**TESTO:**

- - - - - - -

Grano/ La mozione di Attiva Sicilia: buona volontà, troppa fiducia nella Ue e un po’ di confusione sui grani antichi

17 settembre 2020

Che la politica siciliana si occupi del grano duro della nostra Isola è un fatto positivo. Ben venga la mozione dei cinque parlamentari di Attiva Sicilia. Evitando, però, di enfatizzare il ruolo della Ue, che fino ad oggi, sul grano, ha prodotto solo enormi danni. Improprio accomunare grani antichi e grani convenzionali: hanno storie e mercati diversi 

Attiva Sicilia è un gruppo parlamentare dell’Assemblea regionale siciliana. Ne fanno parte Valentina Palmeri, Angela Foti, Matteo Mangiacavallo, Sergio Tancredi e Elena Pagana. Sono cinque deputati che hanno lasciato il Movimento 5 Stelle per dare vita a quello che potrebbe diventare, chissà, un nuovo soggetto politico.

Questi cinque deputati hanno presentato una mozione su una questione che I Nuovi Vespri affronta da quando è in rete: il grano duro della Sicilia. Il titolo della mozione è: “Misure volte a favorire la trasparenza sul grano d’importazione e la commercializzazione dei grani antichi siciliani”.

La mozione parte da una nota diffusa lo scorso 2 Luglio da Confagricoltura Foggia che denuncia uno delle tante ‘furbate’ su grano duro e pasta:

LA DENUNCIA DI CONFAGRICOLTURA FOGGIA – “Importanti trader da alcuni giorni comprano grano duro estero, quasi certamente di dubbia qualità in base al prezzo d’acquisto, per rivenderlo ai commercianti locali. Al momento della vendita la relativa fattura, in molti casi, porta la seguente dicitura (fuorviante?) ‘grano duro naz.’, laddove per ‘naz.’ dovrebbe intendersi nazionalizzato. Correttezza vorrebbe che in fattura si indicasse: grano duro d’importazione nazionalizzato”.

- - - - - - -

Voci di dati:
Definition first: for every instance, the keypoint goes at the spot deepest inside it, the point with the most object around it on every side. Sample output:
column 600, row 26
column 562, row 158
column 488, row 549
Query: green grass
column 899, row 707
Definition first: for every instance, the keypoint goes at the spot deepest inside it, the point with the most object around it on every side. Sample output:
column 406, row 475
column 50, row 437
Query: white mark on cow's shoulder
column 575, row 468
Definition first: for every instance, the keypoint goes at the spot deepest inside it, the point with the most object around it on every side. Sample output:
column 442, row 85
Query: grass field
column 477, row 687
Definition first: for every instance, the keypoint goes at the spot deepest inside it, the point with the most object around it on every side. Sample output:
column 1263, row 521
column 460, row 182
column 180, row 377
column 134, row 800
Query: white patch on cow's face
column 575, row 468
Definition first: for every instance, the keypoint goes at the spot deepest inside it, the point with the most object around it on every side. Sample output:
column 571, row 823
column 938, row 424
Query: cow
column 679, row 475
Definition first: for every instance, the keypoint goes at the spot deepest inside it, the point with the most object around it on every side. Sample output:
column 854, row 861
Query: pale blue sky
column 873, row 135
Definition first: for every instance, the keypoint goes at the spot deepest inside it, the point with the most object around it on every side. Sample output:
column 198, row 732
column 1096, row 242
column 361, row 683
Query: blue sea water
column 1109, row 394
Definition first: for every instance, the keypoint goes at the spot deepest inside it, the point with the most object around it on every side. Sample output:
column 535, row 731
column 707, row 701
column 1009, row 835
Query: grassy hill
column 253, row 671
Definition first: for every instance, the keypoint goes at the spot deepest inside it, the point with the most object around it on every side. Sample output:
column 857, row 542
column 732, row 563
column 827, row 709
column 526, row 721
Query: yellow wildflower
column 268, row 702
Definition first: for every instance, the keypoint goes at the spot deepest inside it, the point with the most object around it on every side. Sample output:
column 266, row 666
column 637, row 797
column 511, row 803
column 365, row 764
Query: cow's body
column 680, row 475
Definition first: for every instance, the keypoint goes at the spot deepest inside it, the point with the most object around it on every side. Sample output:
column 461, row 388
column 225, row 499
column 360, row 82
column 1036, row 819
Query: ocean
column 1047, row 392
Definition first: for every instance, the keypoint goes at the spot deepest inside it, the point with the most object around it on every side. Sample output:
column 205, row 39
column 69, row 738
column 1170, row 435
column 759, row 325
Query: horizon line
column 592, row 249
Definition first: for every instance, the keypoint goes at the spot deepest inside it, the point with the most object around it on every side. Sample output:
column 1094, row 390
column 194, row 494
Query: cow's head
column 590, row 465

- - - - - - -

**COSA FARE:**
[a] Secondo l'articolo sul grano, da quale organizzazione viene la nota da cui parte la mozione?
[b] Ricopia parola per parola il passo dell'articolo sul grano che comincia con "Grano/ La mozione" e prosegue fino a "nuovo soggetto politico.".
Le voci arrivano da un'altra fonte.

**RISPOSTE:**
[a] Da Confagricoltura Foggia.

[b]
Grano/ La mozione di Attiva Sicilia: buona volontà, troppa fiducia nella Ue e un po’ di confusione sui grani antichi

17 settembre 2020

Che la politica siciliana si occupi del grano duro della nostra Isola è un fatto positivo. Ben venga la mozione dei cinque parlamentari di Attiva Sicilia. Evitando, però, di enfatizzare il ruolo della Ue, che fino ad oggi, sul grano, ha prodotto solo enormi danni. Improprio accomunare grani antichi e grani convenzionali: hanno storie e mercati diversi 

Attiva Sicilia è un gruppo parlamentare dell’Assemblea regionale siciliana. Ne fanno parte Valentina Palmeri, Angela Foti, Matteo Mangiacavallo, Sergio Tancredi e Elena Pagana. Sono cinque deputati che hanno lasciato il Movimento 5 Stelle per dare vita a quello che potrebbe diventare, chissà, un nuovo soggetto politico.